» Given passage
The data processing system depicted in FIG. 2 may be, for example, an IBM eServer pSeries system, a product of International Business Machines Corporation in Armonk, N.Y., running the Advanced Interactive Executive (AIX) operating system or LINUX operating system.
The first failure data capture system instructions are preferably executed by SP processor 244 of data processing system 200 shown in FIG. 2. In accordance with the present invention, hardware device drivers and software components that detect failures make persistent records of the failures using a software facility provided for this purpose, herein called the first failure data capture (FFDC) system. The FFDC system logic is implemented as part of the SP subsystem collectively designated as SP subsystem 240 in FIG. 2. SP subsystem 240 may be implemented as a distinct data processing system or alternatively may be implemented as a subsystem of a integrated in a host data processing system. In the examples provided herein, SP subsystem 240 is shown and described as comprising a subsystem integrated with data processing system 200, and such an implementation is exemplary only. SP subsystem 240 creates a failure report if an error or fault condition is detected in data processing system 200. FFDC error data may be associated with an application error or an operating system error. FFDC information is stored as a data dump and associated header information written to, for example, SP flash memory 245 shown in FIG. 2.

» What to work on
1/ Answer these questions from the passage on first failure data capture:
(a) Which operating systems may the data processing system in FIG. 2 run?
(b) Which processor preferably executes the first failure data capture system instructions?
(c) Where may FFDC information be written, for example?
2/ Write the next part of the passage on first failure data capture, picking up after its final sentence.
The entries that follow come from a separate source.

» Record extracts
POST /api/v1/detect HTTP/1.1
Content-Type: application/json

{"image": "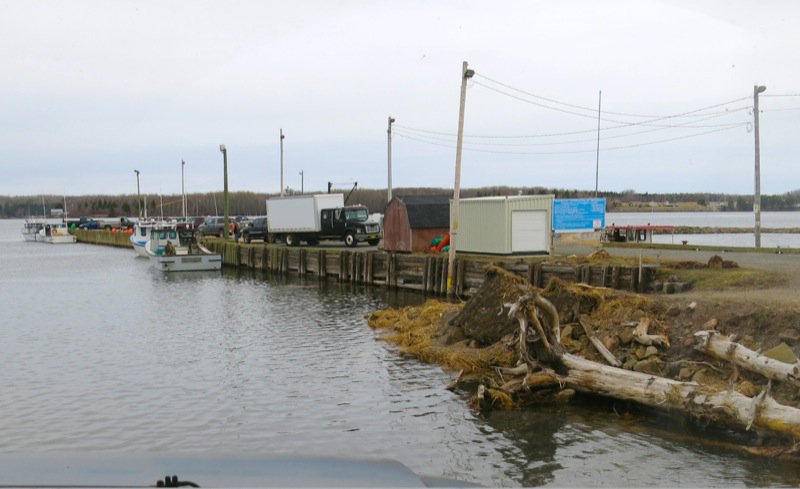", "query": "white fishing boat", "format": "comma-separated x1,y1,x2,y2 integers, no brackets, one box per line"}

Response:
22,217,44,242
37,220,78,244
130,219,159,258
144,221,222,272
22,217,77,244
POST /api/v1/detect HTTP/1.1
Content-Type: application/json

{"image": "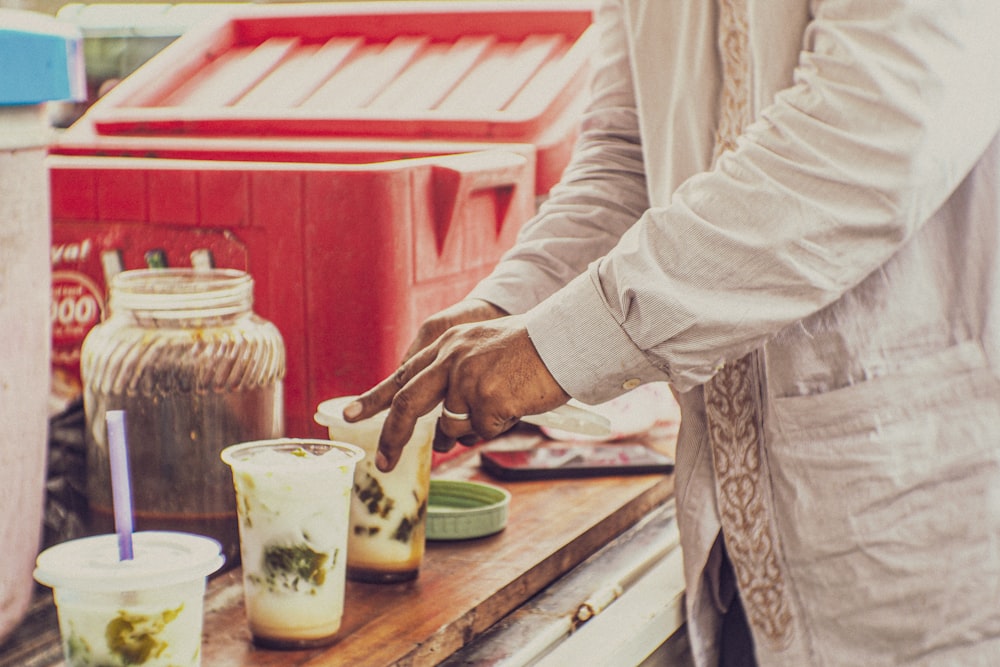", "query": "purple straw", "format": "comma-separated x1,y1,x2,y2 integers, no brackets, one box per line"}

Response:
105,410,132,560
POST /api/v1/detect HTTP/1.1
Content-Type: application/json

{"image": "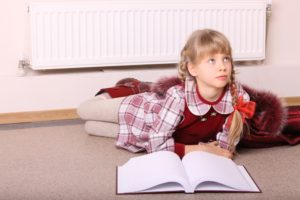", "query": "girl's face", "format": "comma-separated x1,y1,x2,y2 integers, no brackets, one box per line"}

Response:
188,53,232,90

» Answers below
1/
(a) The Advanced Interactive Executive (AIX) operating system or the LINUX operating system.
(b) SP processor 244 of data processing system 200.
(c) SP flash memory 245.

2/
FIG. 3 is a diagrammatic illustration of a first failure data capture system implemented according to an embodiment of the present invention. One or more application programs 302 communicates with FFDC interface 304 implemented in accordance with the principles of the present invention. FFDC interface 304 stores and retrieves failure reports through, in one example, an operating system (O/S) error logging subsystem 306 to an O/S error log persistent storage 310, or alternatively, to a error stack FFDC persistent storage 308. FFDC persistent storage 308 and O/S error log persistent storage 310 may be recorded in SP flash memory 245. In an alternate embodiment, FFDC persistent storage 308 and error log persistent storage 310 may comprise the same storage within data processing system 200. FFDC persistent storage 308 could store information that would not normally go into O/S error log persistent storage 310. FFDC persistent storage 308 and error logging persistent storage 310 are components available in SP subsystem 240 offered by International Business Machines Corporation.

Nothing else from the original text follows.